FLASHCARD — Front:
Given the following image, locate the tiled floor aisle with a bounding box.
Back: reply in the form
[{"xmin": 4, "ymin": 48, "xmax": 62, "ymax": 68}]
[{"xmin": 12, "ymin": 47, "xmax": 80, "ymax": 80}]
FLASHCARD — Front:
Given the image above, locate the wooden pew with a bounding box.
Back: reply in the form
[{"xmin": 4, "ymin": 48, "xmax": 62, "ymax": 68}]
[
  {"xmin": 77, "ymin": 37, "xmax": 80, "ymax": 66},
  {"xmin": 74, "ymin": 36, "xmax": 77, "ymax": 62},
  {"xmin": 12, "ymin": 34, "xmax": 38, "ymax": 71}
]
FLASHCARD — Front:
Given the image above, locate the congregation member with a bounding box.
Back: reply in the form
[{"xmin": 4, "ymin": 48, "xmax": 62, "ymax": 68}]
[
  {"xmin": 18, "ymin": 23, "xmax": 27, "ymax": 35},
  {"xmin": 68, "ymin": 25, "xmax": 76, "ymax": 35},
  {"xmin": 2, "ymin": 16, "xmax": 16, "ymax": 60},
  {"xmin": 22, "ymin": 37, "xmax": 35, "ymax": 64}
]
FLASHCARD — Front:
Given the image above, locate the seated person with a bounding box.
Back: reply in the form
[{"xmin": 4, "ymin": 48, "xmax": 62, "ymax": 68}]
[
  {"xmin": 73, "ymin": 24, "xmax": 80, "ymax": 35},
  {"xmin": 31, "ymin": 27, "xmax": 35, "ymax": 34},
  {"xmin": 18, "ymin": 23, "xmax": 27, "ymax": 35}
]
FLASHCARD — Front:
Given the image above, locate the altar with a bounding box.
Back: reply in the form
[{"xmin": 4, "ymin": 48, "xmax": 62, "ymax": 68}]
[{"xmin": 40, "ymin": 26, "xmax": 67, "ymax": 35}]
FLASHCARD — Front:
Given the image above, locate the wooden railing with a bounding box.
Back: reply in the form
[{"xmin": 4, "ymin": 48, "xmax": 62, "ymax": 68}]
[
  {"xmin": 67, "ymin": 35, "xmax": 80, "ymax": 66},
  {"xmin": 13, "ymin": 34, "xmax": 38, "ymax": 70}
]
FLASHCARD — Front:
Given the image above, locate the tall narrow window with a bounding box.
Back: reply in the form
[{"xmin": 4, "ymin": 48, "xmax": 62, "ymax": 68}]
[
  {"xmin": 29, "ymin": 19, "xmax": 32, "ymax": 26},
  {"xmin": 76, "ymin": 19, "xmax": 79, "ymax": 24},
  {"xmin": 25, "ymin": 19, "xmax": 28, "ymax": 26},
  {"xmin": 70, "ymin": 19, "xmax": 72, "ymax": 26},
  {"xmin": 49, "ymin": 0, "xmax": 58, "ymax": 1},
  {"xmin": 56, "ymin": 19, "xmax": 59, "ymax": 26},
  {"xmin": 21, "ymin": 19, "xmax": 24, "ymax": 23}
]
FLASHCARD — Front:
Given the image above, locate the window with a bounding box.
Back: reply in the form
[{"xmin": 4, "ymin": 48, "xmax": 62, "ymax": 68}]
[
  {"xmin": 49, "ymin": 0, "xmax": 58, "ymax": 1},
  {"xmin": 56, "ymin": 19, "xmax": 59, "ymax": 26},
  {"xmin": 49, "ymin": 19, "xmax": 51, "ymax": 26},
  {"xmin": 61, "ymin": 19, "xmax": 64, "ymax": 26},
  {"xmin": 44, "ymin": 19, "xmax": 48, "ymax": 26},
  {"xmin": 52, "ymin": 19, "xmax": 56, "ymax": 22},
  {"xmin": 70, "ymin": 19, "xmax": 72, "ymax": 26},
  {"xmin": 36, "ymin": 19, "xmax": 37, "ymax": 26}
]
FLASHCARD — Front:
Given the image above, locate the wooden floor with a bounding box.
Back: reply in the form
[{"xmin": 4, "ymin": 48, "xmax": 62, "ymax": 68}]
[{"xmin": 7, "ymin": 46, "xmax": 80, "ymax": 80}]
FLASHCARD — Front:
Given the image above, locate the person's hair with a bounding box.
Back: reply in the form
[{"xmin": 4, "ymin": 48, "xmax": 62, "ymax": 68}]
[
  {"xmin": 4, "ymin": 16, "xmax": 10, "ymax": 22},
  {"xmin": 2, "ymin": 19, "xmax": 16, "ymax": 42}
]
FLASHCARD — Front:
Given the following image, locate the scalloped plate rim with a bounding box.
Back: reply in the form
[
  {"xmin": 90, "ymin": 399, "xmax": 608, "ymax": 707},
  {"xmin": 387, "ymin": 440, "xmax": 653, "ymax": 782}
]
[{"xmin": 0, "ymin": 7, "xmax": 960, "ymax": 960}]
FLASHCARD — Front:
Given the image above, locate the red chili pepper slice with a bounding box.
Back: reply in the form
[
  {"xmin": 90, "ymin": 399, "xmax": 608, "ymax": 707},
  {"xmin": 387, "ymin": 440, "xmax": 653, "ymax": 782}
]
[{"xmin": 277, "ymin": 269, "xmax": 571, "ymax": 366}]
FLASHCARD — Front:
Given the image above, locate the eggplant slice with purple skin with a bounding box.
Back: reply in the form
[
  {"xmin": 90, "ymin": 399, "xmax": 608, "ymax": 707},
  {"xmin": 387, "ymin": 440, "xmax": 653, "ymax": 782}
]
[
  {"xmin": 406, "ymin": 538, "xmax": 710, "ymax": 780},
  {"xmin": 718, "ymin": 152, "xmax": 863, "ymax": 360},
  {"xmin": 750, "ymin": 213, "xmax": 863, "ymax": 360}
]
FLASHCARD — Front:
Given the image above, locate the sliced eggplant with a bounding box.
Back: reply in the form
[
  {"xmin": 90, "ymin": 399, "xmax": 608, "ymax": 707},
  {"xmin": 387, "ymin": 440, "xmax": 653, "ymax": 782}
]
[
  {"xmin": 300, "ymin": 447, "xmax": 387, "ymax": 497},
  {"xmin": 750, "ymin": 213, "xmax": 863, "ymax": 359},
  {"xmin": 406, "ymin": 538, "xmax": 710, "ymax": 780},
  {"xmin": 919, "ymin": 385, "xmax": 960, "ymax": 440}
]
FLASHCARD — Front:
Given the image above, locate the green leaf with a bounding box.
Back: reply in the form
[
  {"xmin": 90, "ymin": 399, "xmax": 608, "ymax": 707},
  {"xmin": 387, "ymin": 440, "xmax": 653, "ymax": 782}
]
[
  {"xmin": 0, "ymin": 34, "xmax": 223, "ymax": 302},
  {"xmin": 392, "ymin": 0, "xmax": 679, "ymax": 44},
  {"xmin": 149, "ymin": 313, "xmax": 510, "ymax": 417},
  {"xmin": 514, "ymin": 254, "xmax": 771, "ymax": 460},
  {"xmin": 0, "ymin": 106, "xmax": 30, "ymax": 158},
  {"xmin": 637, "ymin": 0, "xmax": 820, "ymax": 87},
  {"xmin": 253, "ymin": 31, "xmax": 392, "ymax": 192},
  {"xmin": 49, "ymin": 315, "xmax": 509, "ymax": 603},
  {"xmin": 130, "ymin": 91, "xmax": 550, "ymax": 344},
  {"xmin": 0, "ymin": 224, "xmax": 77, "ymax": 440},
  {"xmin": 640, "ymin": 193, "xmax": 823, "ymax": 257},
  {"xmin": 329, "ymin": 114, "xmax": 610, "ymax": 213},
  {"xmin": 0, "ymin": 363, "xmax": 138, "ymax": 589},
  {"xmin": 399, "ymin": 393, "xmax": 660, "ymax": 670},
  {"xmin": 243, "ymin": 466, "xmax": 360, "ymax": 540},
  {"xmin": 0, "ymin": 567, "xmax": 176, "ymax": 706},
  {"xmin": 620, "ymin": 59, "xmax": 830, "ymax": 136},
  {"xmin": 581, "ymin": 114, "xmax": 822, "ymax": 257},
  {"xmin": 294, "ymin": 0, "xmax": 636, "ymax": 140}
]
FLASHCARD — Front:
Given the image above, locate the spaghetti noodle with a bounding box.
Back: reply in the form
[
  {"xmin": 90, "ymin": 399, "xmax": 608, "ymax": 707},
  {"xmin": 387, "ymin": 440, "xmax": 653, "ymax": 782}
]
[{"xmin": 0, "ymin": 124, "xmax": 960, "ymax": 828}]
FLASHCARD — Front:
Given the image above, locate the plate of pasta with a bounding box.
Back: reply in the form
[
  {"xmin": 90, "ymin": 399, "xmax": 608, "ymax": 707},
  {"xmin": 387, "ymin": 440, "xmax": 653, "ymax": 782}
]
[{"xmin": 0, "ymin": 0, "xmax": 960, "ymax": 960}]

EXERCISE AIM: List each line of the listing above that contains the string "person". Case matters.

TASK SOLUTION:
Given the image above, locate the seated person with a bounding box.
Given the image above, locate the person's hair with a bounding box.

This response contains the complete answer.